Retype, word for word, each line between the lines holding "Target: taillight" and "Target: gmc emblem", inclusive, and leave the rest of the data alone.
--------
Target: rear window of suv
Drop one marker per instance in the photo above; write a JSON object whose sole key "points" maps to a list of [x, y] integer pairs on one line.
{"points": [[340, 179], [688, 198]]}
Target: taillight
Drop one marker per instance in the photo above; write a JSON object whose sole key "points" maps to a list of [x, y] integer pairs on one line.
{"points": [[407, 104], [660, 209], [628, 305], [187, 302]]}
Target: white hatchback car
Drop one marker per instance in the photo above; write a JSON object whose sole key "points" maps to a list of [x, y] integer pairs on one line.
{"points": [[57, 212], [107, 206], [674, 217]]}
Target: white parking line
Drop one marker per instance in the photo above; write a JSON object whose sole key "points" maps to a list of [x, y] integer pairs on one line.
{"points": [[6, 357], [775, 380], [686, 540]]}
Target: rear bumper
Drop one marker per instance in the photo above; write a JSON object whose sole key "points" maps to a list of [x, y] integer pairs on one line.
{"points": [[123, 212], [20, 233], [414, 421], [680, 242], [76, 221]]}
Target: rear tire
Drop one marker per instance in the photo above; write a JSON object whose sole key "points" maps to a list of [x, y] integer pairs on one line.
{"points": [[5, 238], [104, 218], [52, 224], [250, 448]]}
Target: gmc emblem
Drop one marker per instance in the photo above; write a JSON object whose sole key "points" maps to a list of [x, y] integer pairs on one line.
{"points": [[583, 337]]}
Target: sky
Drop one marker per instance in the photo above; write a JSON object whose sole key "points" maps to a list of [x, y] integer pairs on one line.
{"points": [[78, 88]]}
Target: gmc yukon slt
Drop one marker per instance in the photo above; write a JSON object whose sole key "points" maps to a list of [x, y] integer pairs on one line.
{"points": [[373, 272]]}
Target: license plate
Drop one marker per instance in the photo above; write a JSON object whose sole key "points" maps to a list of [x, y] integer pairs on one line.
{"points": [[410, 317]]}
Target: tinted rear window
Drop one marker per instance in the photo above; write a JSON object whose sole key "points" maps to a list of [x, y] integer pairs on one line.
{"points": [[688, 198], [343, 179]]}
--------
> **Reply to the task**:
Target: taillight
Drop one marker per instance in the photo above; write a JSON object whose sole key "points" maps to a list of [x, y] integer pairs on one line.
{"points": [[407, 104], [660, 209], [628, 305], [187, 302]]}
Target: white hatchback car
Drop one marker per instance in the photo above; write a JSON object whose sole key "points" maps to a list of [x, y] integer pairs on one line.
{"points": [[57, 212], [107, 206], [674, 217]]}
Target: white parking line
Drop one marker per instance in the photo above; write a JSON object whose sole key "points" maps to a list of [x, y] integer pairs on one line.
{"points": [[6, 357], [775, 380], [686, 540]]}
Target: rear bumper
Drop one marker per instance in the photo above; write a JSON object whose sole key "points" maps to a list of [x, y] integer pairs on one line.
{"points": [[123, 212], [20, 233], [414, 421], [680, 242], [76, 221]]}
Target: rear tire
Drop one marker per instance in the photo above; write a JSON object whose sole key "points" maps to a list of [x, y] integer pairs on one line.
{"points": [[5, 238], [104, 218], [52, 224], [250, 448]]}
Target: gmc emblem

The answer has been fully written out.